Provided records |
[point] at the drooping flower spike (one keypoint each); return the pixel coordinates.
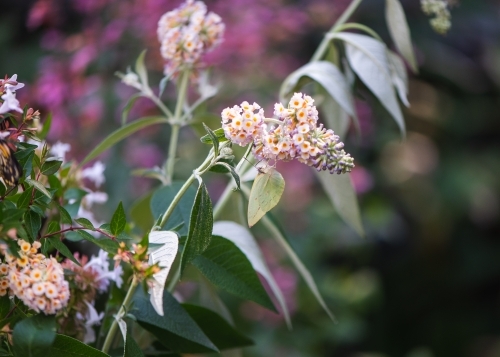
(186, 33)
(295, 134)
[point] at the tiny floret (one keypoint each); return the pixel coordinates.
(295, 134)
(186, 33)
(36, 280)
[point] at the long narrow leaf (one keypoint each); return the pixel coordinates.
(243, 239)
(368, 58)
(200, 227)
(400, 32)
(301, 268)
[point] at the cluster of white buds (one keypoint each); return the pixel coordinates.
(186, 33)
(441, 21)
(243, 123)
(36, 280)
(8, 87)
(295, 134)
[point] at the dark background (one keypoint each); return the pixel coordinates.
(426, 280)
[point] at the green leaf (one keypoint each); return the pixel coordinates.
(85, 223)
(65, 346)
(37, 210)
(266, 192)
(65, 217)
(244, 240)
(343, 197)
(219, 134)
(33, 336)
(24, 199)
(33, 223)
(277, 234)
(121, 134)
(4, 306)
(61, 248)
(131, 348)
(118, 221)
(368, 58)
(50, 166)
(163, 197)
(230, 270)
(400, 32)
(231, 170)
(200, 227)
(39, 187)
(329, 77)
(399, 76)
(128, 107)
(335, 117)
(108, 245)
(140, 212)
(46, 127)
(213, 138)
(224, 336)
(172, 329)
(164, 256)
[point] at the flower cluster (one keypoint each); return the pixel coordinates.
(242, 124)
(294, 135)
(8, 87)
(186, 33)
(36, 280)
(87, 279)
(441, 22)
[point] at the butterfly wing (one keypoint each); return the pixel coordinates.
(10, 170)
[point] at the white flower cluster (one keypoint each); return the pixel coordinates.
(8, 89)
(186, 33)
(294, 135)
(36, 280)
(241, 123)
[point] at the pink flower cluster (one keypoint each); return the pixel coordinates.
(294, 135)
(242, 124)
(186, 33)
(36, 280)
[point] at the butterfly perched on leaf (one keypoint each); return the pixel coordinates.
(10, 170)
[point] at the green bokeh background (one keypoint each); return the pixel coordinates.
(425, 282)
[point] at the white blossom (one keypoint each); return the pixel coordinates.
(60, 149)
(10, 102)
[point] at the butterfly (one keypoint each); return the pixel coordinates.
(10, 170)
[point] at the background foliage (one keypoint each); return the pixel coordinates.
(425, 281)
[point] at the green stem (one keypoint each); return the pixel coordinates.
(241, 168)
(352, 25)
(160, 105)
(123, 309)
(176, 124)
(183, 190)
(320, 51)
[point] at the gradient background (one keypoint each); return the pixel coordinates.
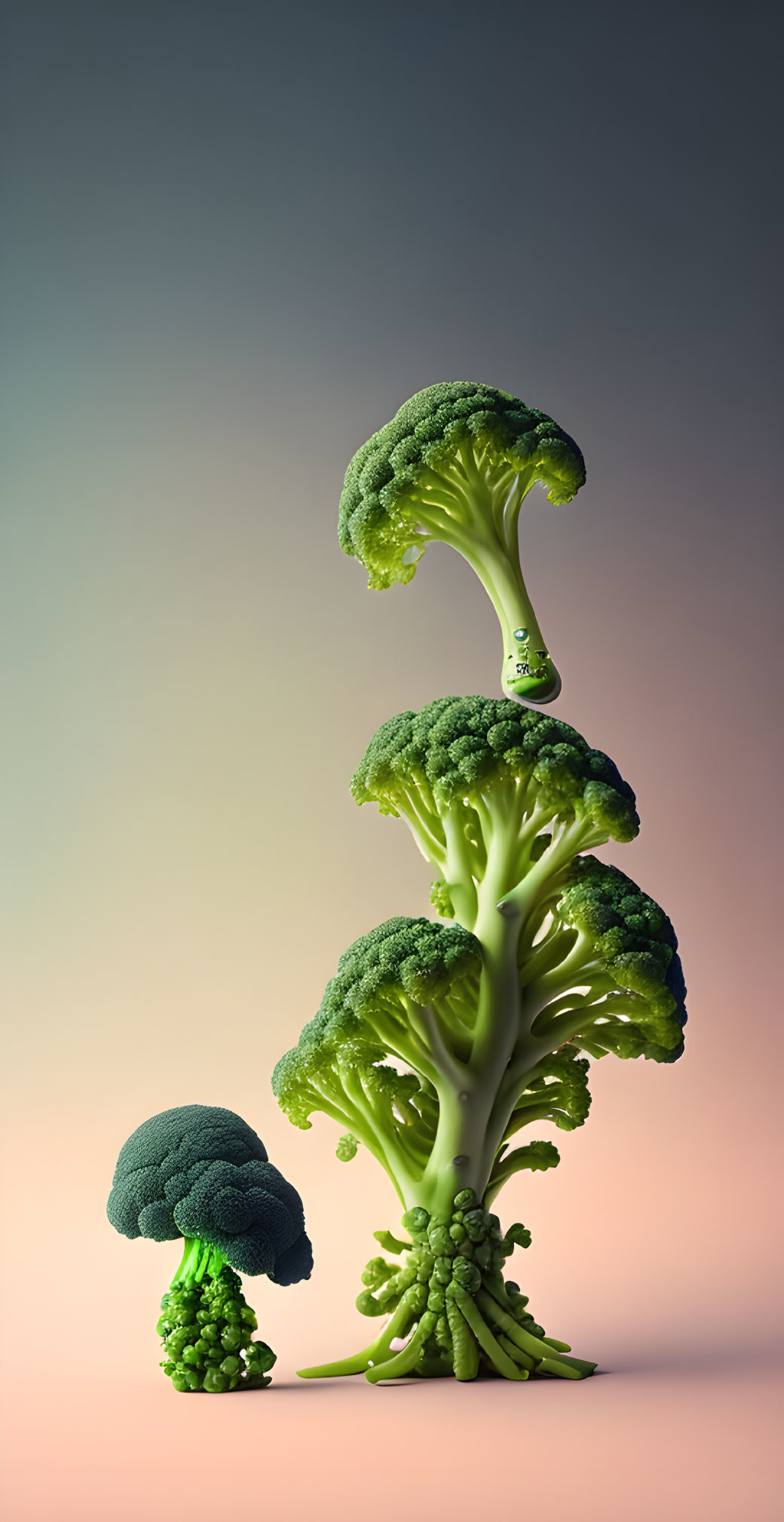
(237, 237)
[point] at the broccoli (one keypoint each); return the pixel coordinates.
(436, 1043)
(454, 464)
(201, 1172)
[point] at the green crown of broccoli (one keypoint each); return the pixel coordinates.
(454, 464)
(425, 434)
(388, 985)
(200, 1171)
(639, 947)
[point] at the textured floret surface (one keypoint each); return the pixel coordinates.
(200, 1171)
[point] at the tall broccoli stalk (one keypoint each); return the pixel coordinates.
(436, 1045)
(455, 464)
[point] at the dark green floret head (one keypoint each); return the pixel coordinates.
(200, 1171)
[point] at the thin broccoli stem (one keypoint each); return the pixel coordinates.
(476, 510)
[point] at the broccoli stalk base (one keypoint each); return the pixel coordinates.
(207, 1326)
(452, 1306)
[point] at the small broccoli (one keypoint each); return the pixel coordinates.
(437, 1043)
(454, 464)
(201, 1172)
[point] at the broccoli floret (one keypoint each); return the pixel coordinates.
(486, 782)
(201, 1172)
(437, 1043)
(454, 464)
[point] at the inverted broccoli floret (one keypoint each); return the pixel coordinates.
(455, 464)
(201, 1172)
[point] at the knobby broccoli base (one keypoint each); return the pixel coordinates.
(206, 1326)
(451, 1303)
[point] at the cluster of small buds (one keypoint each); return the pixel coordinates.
(207, 1337)
(463, 1253)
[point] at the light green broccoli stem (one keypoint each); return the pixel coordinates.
(474, 507)
(200, 1259)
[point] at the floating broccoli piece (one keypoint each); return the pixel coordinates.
(454, 464)
(201, 1172)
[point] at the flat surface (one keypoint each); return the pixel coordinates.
(670, 1435)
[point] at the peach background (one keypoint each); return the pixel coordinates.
(192, 672)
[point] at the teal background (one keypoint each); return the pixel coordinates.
(235, 239)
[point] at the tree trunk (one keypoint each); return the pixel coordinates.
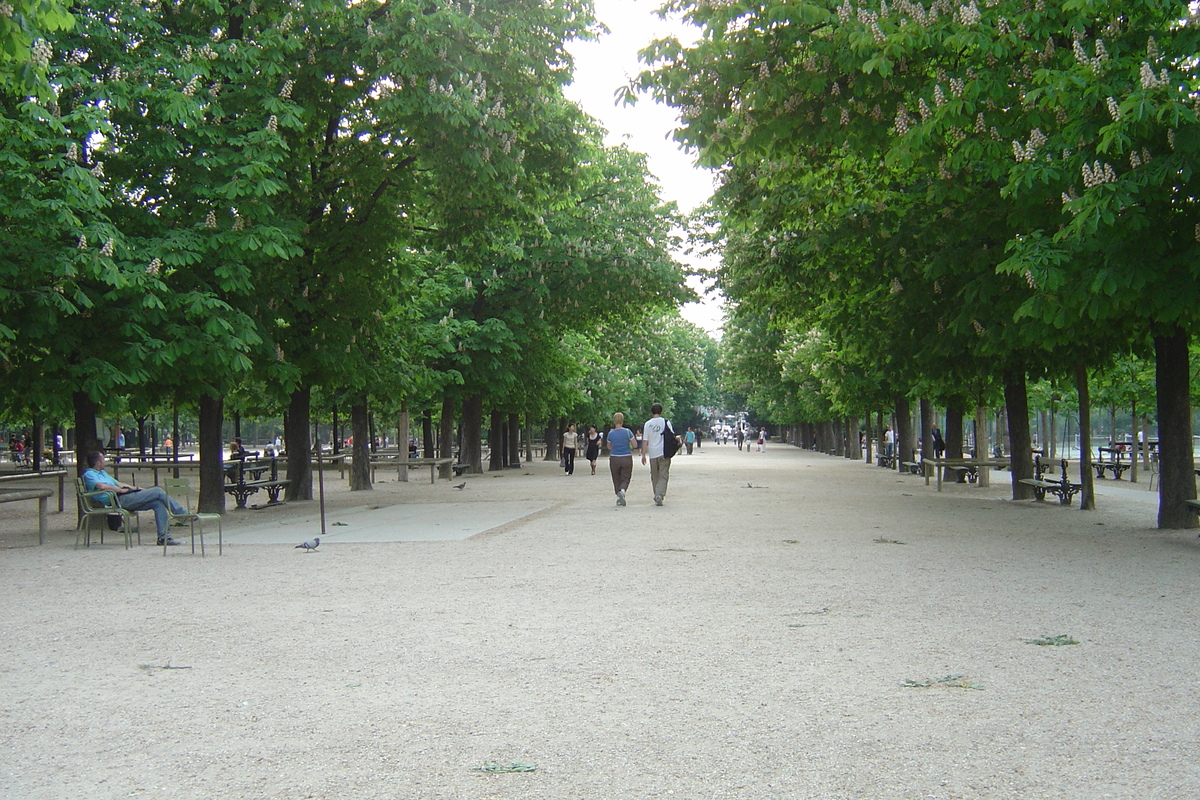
(1176, 480)
(982, 444)
(295, 437)
(514, 439)
(472, 433)
(496, 440)
(1087, 497)
(360, 451)
(1020, 456)
(905, 444)
(210, 497)
(927, 427)
(87, 440)
(403, 422)
(445, 435)
(427, 433)
(954, 413)
(1134, 440)
(867, 435)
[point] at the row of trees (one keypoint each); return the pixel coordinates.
(946, 200)
(232, 203)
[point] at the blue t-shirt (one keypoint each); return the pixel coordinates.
(621, 439)
(94, 476)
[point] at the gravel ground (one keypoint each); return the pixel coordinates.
(749, 639)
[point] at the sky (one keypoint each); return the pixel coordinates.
(600, 70)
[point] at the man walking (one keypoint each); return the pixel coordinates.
(652, 450)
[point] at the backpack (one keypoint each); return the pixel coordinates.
(670, 441)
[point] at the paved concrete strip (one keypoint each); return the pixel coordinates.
(426, 522)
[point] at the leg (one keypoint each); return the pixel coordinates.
(153, 499)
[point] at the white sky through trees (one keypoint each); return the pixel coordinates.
(600, 70)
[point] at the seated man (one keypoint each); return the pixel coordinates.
(131, 497)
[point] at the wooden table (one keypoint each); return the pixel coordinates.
(432, 463)
(959, 463)
(5, 477)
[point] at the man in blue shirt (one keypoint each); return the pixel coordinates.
(131, 497)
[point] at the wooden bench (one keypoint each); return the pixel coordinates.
(31, 494)
(245, 477)
(970, 467)
(1062, 488)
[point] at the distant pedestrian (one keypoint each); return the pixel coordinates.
(593, 446)
(569, 440)
(939, 443)
(621, 456)
(652, 452)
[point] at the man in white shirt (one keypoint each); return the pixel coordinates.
(652, 451)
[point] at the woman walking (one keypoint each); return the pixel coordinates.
(621, 456)
(569, 441)
(593, 446)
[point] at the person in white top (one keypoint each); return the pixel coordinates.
(569, 441)
(652, 451)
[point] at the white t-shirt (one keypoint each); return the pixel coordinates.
(652, 434)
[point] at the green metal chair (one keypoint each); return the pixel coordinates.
(180, 488)
(101, 505)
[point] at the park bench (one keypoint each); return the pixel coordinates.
(249, 475)
(1115, 463)
(1062, 488)
(969, 467)
(31, 494)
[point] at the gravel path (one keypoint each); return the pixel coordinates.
(749, 639)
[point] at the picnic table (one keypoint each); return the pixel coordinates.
(1115, 462)
(33, 494)
(969, 465)
(1062, 488)
(245, 476)
(10, 477)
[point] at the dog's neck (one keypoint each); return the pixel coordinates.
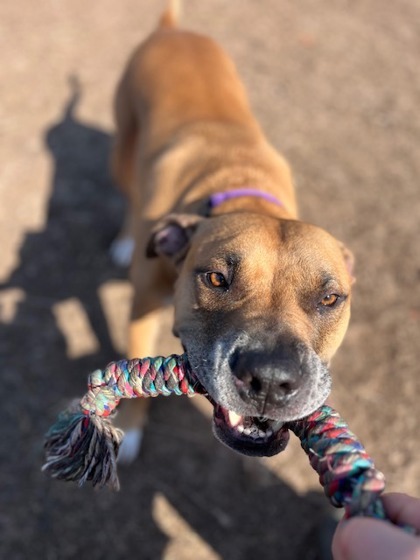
(219, 198)
(245, 199)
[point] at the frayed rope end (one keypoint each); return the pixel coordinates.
(82, 448)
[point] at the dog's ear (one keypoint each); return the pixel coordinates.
(171, 236)
(349, 261)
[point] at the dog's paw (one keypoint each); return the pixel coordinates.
(121, 251)
(130, 446)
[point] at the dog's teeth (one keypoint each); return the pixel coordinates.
(234, 419)
(275, 426)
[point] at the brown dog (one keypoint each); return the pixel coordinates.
(262, 300)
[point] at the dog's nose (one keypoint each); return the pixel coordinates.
(266, 379)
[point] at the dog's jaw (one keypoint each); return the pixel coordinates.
(236, 423)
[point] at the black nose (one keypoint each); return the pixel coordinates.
(266, 379)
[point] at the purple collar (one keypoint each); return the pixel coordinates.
(218, 198)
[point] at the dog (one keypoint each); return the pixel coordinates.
(261, 299)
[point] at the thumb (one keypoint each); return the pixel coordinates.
(361, 538)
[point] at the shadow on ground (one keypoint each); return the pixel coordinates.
(182, 468)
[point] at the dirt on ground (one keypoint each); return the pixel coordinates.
(336, 85)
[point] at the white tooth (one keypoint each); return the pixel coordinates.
(234, 418)
(277, 425)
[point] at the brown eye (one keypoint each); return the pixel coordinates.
(217, 280)
(329, 300)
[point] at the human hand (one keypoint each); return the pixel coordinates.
(363, 538)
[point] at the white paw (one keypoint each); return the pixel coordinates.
(130, 446)
(121, 251)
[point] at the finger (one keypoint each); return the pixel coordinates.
(362, 538)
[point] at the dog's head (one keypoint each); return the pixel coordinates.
(261, 306)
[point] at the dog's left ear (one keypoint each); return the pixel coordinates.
(171, 236)
(349, 260)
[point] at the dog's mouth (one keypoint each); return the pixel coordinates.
(249, 435)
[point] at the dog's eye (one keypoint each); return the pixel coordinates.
(330, 300)
(216, 279)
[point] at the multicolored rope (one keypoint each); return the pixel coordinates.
(128, 379)
(345, 470)
(83, 444)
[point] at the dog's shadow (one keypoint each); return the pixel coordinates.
(185, 485)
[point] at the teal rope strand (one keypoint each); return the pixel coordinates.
(147, 377)
(346, 472)
(83, 445)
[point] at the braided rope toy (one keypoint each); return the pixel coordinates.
(83, 444)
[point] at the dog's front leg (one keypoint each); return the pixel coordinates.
(152, 290)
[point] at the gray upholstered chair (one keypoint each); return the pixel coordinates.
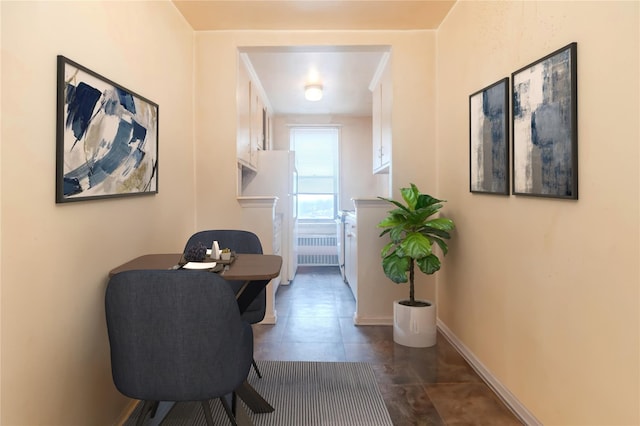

Brief |
Pick out every line of the listing above that contains the word "stalk".

Full output |
[point] at the tall broccoli stalk (one keypoint each); return the pixel coordinates.
[point] at the broccoli stalk base (one keypoint each); return the pixel coordinates.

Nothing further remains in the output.